À faire:
(1) Selon l'extrait de page, dans quelle université Netanyahou doit-il prononcer son discours ?
(2) Recopiez le passage de l'extrait de page qui commence par « L’ennui est qu’il » et se poursuit jusqu'à « C’est très embarrassant. ».

Extrait de page:
+ + +

VOUS SOUVENEZ-VOUS de Dov Weisglass ? Celui qui déclara que la paix pouvait attendre que les Palestiniens deviennent des Finlandais ? Qui parla de mettre le processus de paix dans du formol ?
Cependant, c’est moins pour sa bouche que l’on se souviendra de Weisglass mais pour ses yeux. Weisglass est le roi du clin d’œil.
Cette semaine, Benyamin Netanyahou a fait appel à lui pour des consultations urgentes. Il avait besoin de cours sur la façon de “travailler avec les yeux” (comme on appelle la tromperie en argot hébreu moderne).
Le clignement d’œil est l’instrument principal de l’entreprise de colonisation. Le clin d’œil est le père véritable des colonies. Les colons clignent de l’œil. Le gouvernement cligne de l’œil. Les officiels ne délivrent pas une permission, mais clignent de l’œil. Ils disent non, et font un clin d’œil. Clin d’œil et construction. Clin d’œil et connexion à l’électricité et à la fourniture d’eau. Clin d’œil et envoi de soldats pour protéger les “avant-postes”, et aussi expulser les Palestiniens pour y adjoindre champs et oliveraies.
Le clin d’œil est aussi le principal instrument de la diplomatie israélienne. Tout est fait en clignant de l’œil. Les Américains demandent un gel des colonies – et font un clin d’œil. Les Israéliens acceptent le gel – et renvoient le clin d’œil.
L’ennui est qu’il n’y a pas de trace écrite du clin d’œil. L’ordinateur n’a pas de symbole pour le représenter. Aussi Hillary Clinton pouvait-elle honnêtement affirmer cette semaine qu’aucun clin d’œil ne figurait dans les accords signés par les Etats-Unis et Israël. Ni dans aucun memorandum d’échanges oraux. Alors il n’y a pas d’arrangements. Aucune mention d’un clin d’œil dans un dossier ou document.
Pis encore : il semble que dans la culture afro-américaine, le clin d’œil soit inconnu. Quand Netanyahou est venu à la Maison Blanche et a cligné de l’œil, Barack Obama ne lui a pas répondu. Il a encore cligné, et Obama n’a toujours pas compris. Il a cligné et cligné et cligné jusqu’à que son visage lui fasse mal – rien. Obama pensait peut-être que Netanyahou avait un tic nerveux. C’est très embarrassant.
Que faire avec quelqu’un qui n’entre pas dans le clin d’œil ? Comment, pour l’amour de Dieu, lui faire répondre au clin d’œil ?
TEL EST le principal problème auquel est confronté le Premier ministre d’Israël.
Demain, il doit faire un grand discours. Pas seulement grand. Historique. Ce sera sa réponse retentissante au discours d’Obama en Egypte. Tout a été fait pour mettre les deux événements sur le même plan. Obama a parlé à l’université du Caire ? Netanyahou parlera à l’Université de Bar-Ilan, l’institution religieuse d’extrême droite qui a nourri le meurtrier de Yitzhak Rabin.

+ + +

Données fournies:
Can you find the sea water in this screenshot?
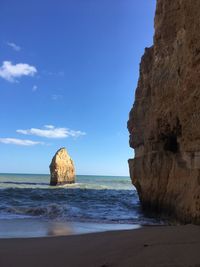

+ + +

Les réponses:
(1) À l'Université de Bar-Ilan.

(2)
L’ennui est qu’il n’y a pas de trace écrite du clin d’œil. L’ordinateur n’a pas de symbole pour le représenter. Aussi Hillary Clinton pouvait-elle honnêtement affirmer cette semaine qu’aucun clin d’œil ne figurait dans les accords signés par les Etats-Unis et Israël. Ni dans aucun memorandum d’échanges oraux. Alors il n’y a pas d’arrangements. Aucune mention d’un clin d’œil dans un dossier ou document.
Pis encore : il semble que dans la culture afro-américaine, le clin d’œil soit inconnu. Quand Netanyahou est venu à la Maison Blanche et a cligné de l’œil, Barack Obama ne lui a pas répondu. Il a encore cligné, et Obama n’a toujours pas compris. Il a cligné et cligné et cligné jusqu’à que son visage lui fasse mal – rien. Obama pensait peut-être que Netanyahou avait un tic nerveux. C’est très embarrassant.